Task requirements = Give back all of the data exactly. Leave nothing out.

[Items from a data source]
--*--

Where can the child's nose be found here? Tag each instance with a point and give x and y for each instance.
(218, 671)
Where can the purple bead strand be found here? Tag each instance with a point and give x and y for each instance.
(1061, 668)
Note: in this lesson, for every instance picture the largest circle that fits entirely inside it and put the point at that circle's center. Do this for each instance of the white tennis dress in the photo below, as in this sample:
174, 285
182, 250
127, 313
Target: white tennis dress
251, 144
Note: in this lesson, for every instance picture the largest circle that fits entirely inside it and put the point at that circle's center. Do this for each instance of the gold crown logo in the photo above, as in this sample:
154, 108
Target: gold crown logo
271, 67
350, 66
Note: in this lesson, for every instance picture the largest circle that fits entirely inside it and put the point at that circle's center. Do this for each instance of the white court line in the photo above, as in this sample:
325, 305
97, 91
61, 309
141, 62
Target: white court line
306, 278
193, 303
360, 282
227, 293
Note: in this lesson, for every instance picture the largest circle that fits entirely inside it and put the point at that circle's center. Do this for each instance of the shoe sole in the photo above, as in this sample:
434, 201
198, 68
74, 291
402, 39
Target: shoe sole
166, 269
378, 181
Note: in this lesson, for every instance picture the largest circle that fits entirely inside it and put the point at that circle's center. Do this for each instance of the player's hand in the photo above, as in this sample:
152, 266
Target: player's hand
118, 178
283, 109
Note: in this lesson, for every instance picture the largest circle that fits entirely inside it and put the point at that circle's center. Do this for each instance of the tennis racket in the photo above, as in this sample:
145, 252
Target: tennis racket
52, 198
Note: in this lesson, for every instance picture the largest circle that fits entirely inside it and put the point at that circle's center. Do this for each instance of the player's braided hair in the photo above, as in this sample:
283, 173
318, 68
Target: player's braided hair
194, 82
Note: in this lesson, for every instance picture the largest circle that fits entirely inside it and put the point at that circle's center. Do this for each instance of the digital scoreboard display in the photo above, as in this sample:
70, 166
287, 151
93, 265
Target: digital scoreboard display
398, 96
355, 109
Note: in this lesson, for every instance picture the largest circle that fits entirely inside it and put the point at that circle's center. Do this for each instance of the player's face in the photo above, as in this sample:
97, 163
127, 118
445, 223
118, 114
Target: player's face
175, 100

--*--

Your response =
Where can the child's nose be found here? Tag each instance with a point and give x and y for each instance.
(218, 671)
Where can the purple bead strand be found here? Tag each instance with a point and give x and y for each instance.
(1061, 668)
Note: in this lesson, for every instance picture the largest circle that fits entirely inside it and put the point at that circle's center. Do this for each instance of the white tennis dress in the photo below, as in this sample:
174, 285
182, 250
127, 313
Target: white tennis dress
251, 144
Note: in this lesson, for every instance picture the largest circle that fits entirely inside it and put the point at that circle's center. Do this for each instance of the gold crown logo in the photo above, as in this sample:
154, 108
Target: gold crown logo
271, 67
350, 66
Note: in this lesson, for every instance picture the largest circle that fits entirely inside it and put the point at that circle's center. Do this for each instance of the white court line in the photo above, as in this sample:
325, 305
97, 91
61, 309
141, 62
Target: white court line
306, 278
193, 303
360, 282
227, 293
Note: in this lesson, for every instance picture the largest circle that fits entirely inside it and put the point at that circle's center. Do this for each instance of the shoe sole in the photo above, as in this sample:
434, 201
198, 68
74, 291
402, 39
Target: shoe sole
166, 269
378, 181
Note: in this lesson, for every instance picture the largest circle that fits entirely inside it and put the point at that circle's center. Do this for each instance of the player's hand in the photo above, as in this sample:
152, 266
Target: player's hand
118, 178
283, 109
Note: in this lesson, for every instance picture the largest circle that fits entirely inside it and put the point at that circle's center. Do this for each instance of the tennis racket in the photo above, as in this sample:
145, 252
Target: tennis racket
52, 198
Note: in this lesson, for every instance picture the largest circle that fits entirely inside it and put the point at that circle's center. Do this for each instance of the player's braided hair in the photo above, as in this sample:
283, 173
318, 68
Target: player's braided hair
194, 82
Note: in this lesson, for every instance picture the largest circle that fits entirely inside it and put the point at that circle's center. Do this for each instance of the digital scoreboard display in the photo above, as in this sample:
70, 166
287, 151
93, 265
Target: digital scoreboard display
398, 96
355, 109
Note: in this lesson, for every instance picture the largest circle that fits entirely inside it and put the point at that circle's center. Do this for each instance of the player's face in the photo above, as in this sample:
97, 163
127, 118
445, 223
118, 114
Target: player's face
175, 100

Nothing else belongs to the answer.